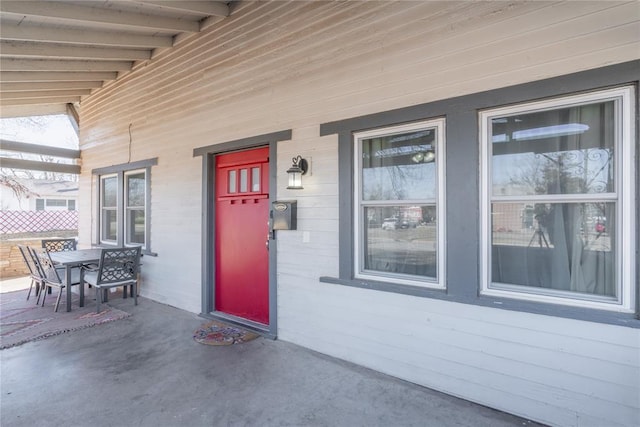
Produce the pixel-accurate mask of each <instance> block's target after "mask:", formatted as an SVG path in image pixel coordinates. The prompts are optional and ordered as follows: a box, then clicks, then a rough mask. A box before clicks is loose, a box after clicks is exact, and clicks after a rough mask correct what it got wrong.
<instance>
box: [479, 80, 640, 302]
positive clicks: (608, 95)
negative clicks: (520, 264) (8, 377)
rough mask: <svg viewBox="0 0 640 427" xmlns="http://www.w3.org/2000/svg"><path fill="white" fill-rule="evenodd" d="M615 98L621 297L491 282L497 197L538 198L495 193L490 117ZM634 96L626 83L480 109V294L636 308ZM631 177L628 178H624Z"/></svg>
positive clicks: (580, 200)
mask: <svg viewBox="0 0 640 427" xmlns="http://www.w3.org/2000/svg"><path fill="white" fill-rule="evenodd" d="M606 101H614V102H615V109H616V112H615V120H616V121H617V129H616V141H615V148H614V149H615V166H616V170H615V180H616V181H615V194H616V197H615V198H614V199H610V200H613V201H615V202H616V216H617V217H616V221H617V224H618V226H617V236H616V243H617V244H616V252H617V253H616V256H617V260H616V275H615V277H616V280H617V283H616V286H617V297H616V298H603V297H601V296H597V295H593V296H591V295H582V294H577V293H572V292H562V291H554V290H550V289H540V290H538V289H537V288H532V287H526V286H520V285H508V284H493V283H492V282H491V262H492V261H491V246H492V240H491V239H492V233H491V206H492V203H493V201H509V200H511V199H513V200H514V201H517V202H521V201H524V200H525V199H526V200H527V201H529V200H531V201H534V202H535V200H536V196H527V197H525V196H523V197H510V196H492V194H491V188H492V186H491V176H492V173H491V161H492V135H491V119H492V118H494V117H504V116H508V115H514V114H521V113H533V112H539V111H543V110H555V109H558V108H567V107H572V106H577V105H583V104H590V103H596V102H606ZM634 106H635V97H634V87H632V86H625V87H619V88H613V89H607V90H600V91H594V92H589V93H585V94H579V95H571V96H563V97H558V98H553V99H549V100H543V101H536V102H529V103H520V104H517V105H512V106H508V107H500V108H492V109H488V110H485V111H481V112H480V113H479V132H480V143H481V147H480V150H481V155H480V171H481V176H480V179H481V198H480V212H481V240H480V242H481V263H480V265H481V294H483V295H488V296H496V297H507V298H516V299H522V300H529V301H538V302H544V303H553V304H562V305H569V306H576V307H585V308H594V309H604V310H610V311H618V312H628V313H629V312H633V311H634V309H635V307H634V305H635V298H636V294H635V292H636V290H635V274H636V272H635V235H636V234H635V228H634V227H635V225H634V218H635V206H634V201H635V197H634V195H635V188H634V182H635V177H636V171H634V163H633V162H634V159H635V155H636V153H635V145H636V141H635V129H634V118H635V108H634ZM625 177H626V179H624V178H625ZM602 198H603V197H602V196H599V195H598V194H594V195H589V194H588V195H554V196H551V197H549V196H544V197H542V198H541V199H544V200H547V199H557V201H565V200H566V201H581V200H582V199H584V200H585V201H586V202H588V201H589V200H594V201H595V200H598V201H599V200H601V199H602Z"/></svg>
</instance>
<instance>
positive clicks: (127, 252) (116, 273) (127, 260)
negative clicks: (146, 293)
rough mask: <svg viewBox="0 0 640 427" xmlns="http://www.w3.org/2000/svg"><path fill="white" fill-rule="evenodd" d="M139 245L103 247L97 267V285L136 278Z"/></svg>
mask: <svg viewBox="0 0 640 427" xmlns="http://www.w3.org/2000/svg"><path fill="white" fill-rule="evenodd" d="M139 265H140V247H139V246H136V247H132V248H117V249H103V250H102V254H101V256H100V264H99V267H98V278H97V284H98V285H108V284H116V283H122V282H135V281H137V280H138V268H139Z"/></svg>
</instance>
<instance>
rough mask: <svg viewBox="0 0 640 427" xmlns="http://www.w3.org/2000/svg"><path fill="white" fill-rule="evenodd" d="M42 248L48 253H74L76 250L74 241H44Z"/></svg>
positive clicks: (76, 243) (47, 240) (74, 242)
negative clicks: (73, 251)
mask: <svg viewBox="0 0 640 427" xmlns="http://www.w3.org/2000/svg"><path fill="white" fill-rule="evenodd" d="M42 247H43V248H44V249H46V250H48V251H49V252H66V251H75V250H76V249H77V248H78V242H76V239H44V240H43V241H42Z"/></svg>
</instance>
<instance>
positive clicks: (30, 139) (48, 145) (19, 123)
mask: <svg viewBox="0 0 640 427" xmlns="http://www.w3.org/2000/svg"><path fill="white" fill-rule="evenodd" d="M0 138H2V139H6V140H9V141H16V142H29V143H32V144H41V145H47V146H52V147H60V148H70V149H76V150H77V149H78V135H77V134H76V132H75V130H74V128H73V126H72V125H71V122H70V121H69V118H68V117H67V116H66V115H65V114H60V115H53V116H33V117H16V118H4V119H0Z"/></svg>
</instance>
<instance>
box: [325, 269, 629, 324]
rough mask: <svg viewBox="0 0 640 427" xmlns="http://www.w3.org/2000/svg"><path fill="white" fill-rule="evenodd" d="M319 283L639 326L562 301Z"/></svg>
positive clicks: (589, 321) (348, 280) (605, 311)
mask: <svg viewBox="0 0 640 427" xmlns="http://www.w3.org/2000/svg"><path fill="white" fill-rule="evenodd" d="M319 281H320V282H321V283H331V284H334V285H343V286H350V287H354V288H360V289H369V290H374V291H381V292H392V293H396V294H402V295H409V296H414V297H419V298H432V299H437V300H442V301H448V302H456V303H460V304H469V305H477V306H483V307H491V308H496V309H502V310H510V311H517V312H524V313H531V314H540V315H544V316H552V317H560V318H565V319H573V320H581V321H587V322H595V323H603V324H608V325H614V326H623V327H627V328H634V329H640V318H639V317H638V314H637V313H636V314H634V313H620V312H616V311H607V310H599V309H593V308H584V307H572V306H567V305H561V304H550V303H541V302H536V301H524V300H516V299H510V298H503V297H491V296H487V295H480V296H478V295H477V294H473V295H451V294H450V293H449V291H447V290H440V289H429V288H420V287H416V286H407V285H399V284H394V283H387V282H376V281H371V280H355V279H341V278H337V277H328V276H322V277H320V278H319Z"/></svg>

§

> ACTION ITEM
Leaving out the pictures, reproduce the whole listing above exactly.

> RESPONSE FOR THIS EXERCISE
Produce the pixel-accurate mask of each <instance> block's target after "mask:", formatted as an SVG path in image pixel coordinates. The prompts are optional and ordered as follows: a box, then clicks, then a rough mask. A box before clicks is loose, a box after clicks is exact, and clicks after a rough mask correct what it got wrong.
<instance>
box: [479, 80, 640, 302]
positive clicks: (608, 95)
negative clicks: (520, 264) (8, 377)
rough mask: <svg viewBox="0 0 640 427" xmlns="http://www.w3.org/2000/svg"><path fill="white" fill-rule="evenodd" d="M615 98L621 297L491 282L497 197L538 198L495 193L490 117ZM634 96L626 83L480 109V294L636 308ZM631 177L628 178H624Z"/></svg>
positive clicks: (580, 200)
mask: <svg viewBox="0 0 640 427" xmlns="http://www.w3.org/2000/svg"><path fill="white" fill-rule="evenodd" d="M606 101H614V102H615V109H616V112H615V120H616V121H617V129H616V141H615V148H614V149H615V166H616V170H615V180H616V181H615V194H616V197H615V198H614V199H610V200H613V201H615V202H616V216H617V217H616V221H617V224H618V226H617V236H616V243H617V244H616V252H617V253H616V256H617V260H616V275H615V277H616V280H617V283H616V286H617V297H616V298H603V297H601V296H597V295H593V296H591V295H582V294H577V293H572V292H562V291H554V290H550V289H540V290H538V289H537V288H532V287H526V286H520V285H508V284H493V283H492V282H491V262H492V261H491V246H492V240H491V239H492V233H491V206H492V203H493V201H509V200H511V199H513V200H514V201H517V202H521V201H524V200H525V199H526V200H527V201H529V200H531V201H534V202H535V200H536V196H527V197H525V196H523V197H510V196H492V194H491V188H492V186H491V176H492V173H491V161H492V135H491V119H492V118H494V117H504V116H508V115H514V114H521V113H533V112H539V111H543V110H555V109H558V108H567V107H572V106H577V105H583V104H590V103H596V102H606ZM634 106H635V97H634V87H632V86H625V87H619V88H613V89H607V90H600V91H594V92H589V93H585V94H579V95H571V96H563V97H558V98H553V99H549V100H543V101H536V102H529V103H520V104H517V105H512V106H508V107H500V108H492V109H488V110H485V111H481V112H480V113H479V132H480V143H481V147H480V150H481V155H480V171H481V176H480V179H481V198H480V212H481V240H480V242H481V263H480V265H481V294H483V295H488V296H496V297H507V298H516V299H522V300H529V301H538V302H544V303H553V304H562V305H569V306H576V307H585V308H594V309H604V310H610V311H618V312H628V313H629V312H633V311H634V309H635V307H634V305H635V298H636V294H635V292H636V290H635V274H636V272H635V235H636V234H635V228H634V227H635V225H634V218H635V206H634V201H635V197H634V195H635V188H634V182H635V177H636V171H634V163H633V162H634V159H635V155H636V153H635V145H636V141H635V129H634V118H635V108H634ZM625 177H626V179H624V178H625ZM602 198H603V197H602V196H599V195H598V194H594V195H589V194H588V195H554V196H551V197H549V196H544V197H542V198H541V199H544V200H547V199H557V201H565V200H566V201H581V200H582V199H584V200H585V201H586V202H588V201H589V200H594V201H595V200H598V201H599V200H601V199H602Z"/></svg>
</instance>
<instance>
positive clicks: (127, 252) (116, 273) (127, 260)
negative clicks: (146, 293)
rough mask: <svg viewBox="0 0 640 427" xmlns="http://www.w3.org/2000/svg"><path fill="white" fill-rule="evenodd" d="M139 245L103 247L97 267V285L136 278Z"/></svg>
mask: <svg viewBox="0 0 640 427" xmlns="http://www.w3.org/2000/svg"><path fill="white" fill-rule="evenodd" d="M139 265H140V247H139V246H136V247H132V248H117V249H103V250H102V254H101V256H100V264H99V267H98V278H97V284H98V285H108V284H116V283H122V282H135V281H137V280H138V268H139Z"/></svg>
</instance>
<instance>
rough mask: <svg viewBox="0 0 640 427" xmlns="http://www.w3.org/2000/svg"><path fill="white" fill-rule="evenodd" d="M42 248L48 253H74L76 250L74 241H44Z"/></svg>
positive clicks: (76, 243) (47, 240) (74, 242)
negative clicks: (73, 251)
mask: <svg viewBox="0 0 640 427" xmlns="http://www.w3.org/2000/svg"><path fill="white" fill-rule="evenodd" d="M42 247H43V248H44V249H46V250H48V251H49V252H66V251H75V250H76V249H77V248H78V242H76V239H44V240H43V241H42Z"/></svg>
</instance>
<instance>
positive clicks: (30, 139) (48, 145) (19, 123)
mask: <svg viewBox="0 0 640 427" xmlns="http://www.w3.org/2000/svg"><path fill="white" fill-rule="evenodd" d="M0 138H2V139H6V140H9V141H16V142H29V143H32V144H41V145H47V146H52V147H60V148H70V149H76V150H77V149H78V135H77V134H76V132H75V130H74V128H73V126H72V125H71V122H70V121H69V118H68V117H67V116H66V115H65V114H60V115H53V116H33V117H16V118H4V119H0Z"/></svg>
</instance>
<instance>
box: [325, 269, 629, 324]
rough mask: <svg viewBox="0 0 640 427" xmlns="http://www.w3.org/2000/svg"><path fill="white" fill-rule="evenodd" d="M319 283L639 326L562 301Z"/></svg>
positive clicks: (589, 321) (348, 280) (605, 311)
mask: <svg viewBox="0 0 640 427" xmlns="http://www.w3.org/2000/svg"><path fill="white" fill-rule="evenodd" d="M319 281H320V282H321V283H331V284H334V285H343V286H350V287H354V288H360V289H369V290H374V291H381V292H392V293H396V294H402V295H409V296H414V297H419V298H432V299H437V300H442V301H448V302H456V303H460V304H469V305H477V306H483V307H491V308H496V309H502V310H510V311H517V312H524V313H531V314H540V315H544V316H552V317H560V318H565V319H573V320H581V321H587V322H595V323H603V324H608V325H614V326H623V327H627V328H634V329H640V318H639V317H638V314H637V313H636V314H634V313H620V312H616V311H607V310H599V309H593V308H584V307H572V306H567V305H561V304H550V303H541V302H536V301H524V300H516V299H510V298H503V297H491V296H487V295H480V296H478V295H477V294H473V295H451V294H450V293H449V291H447V290H440V289H429V288H420V287H416V286H407V285H399V284H394V283H387V282H376V281H371V280H355V279H341V278H337V277H328V276H322V277H320V278H319Z"/></svg>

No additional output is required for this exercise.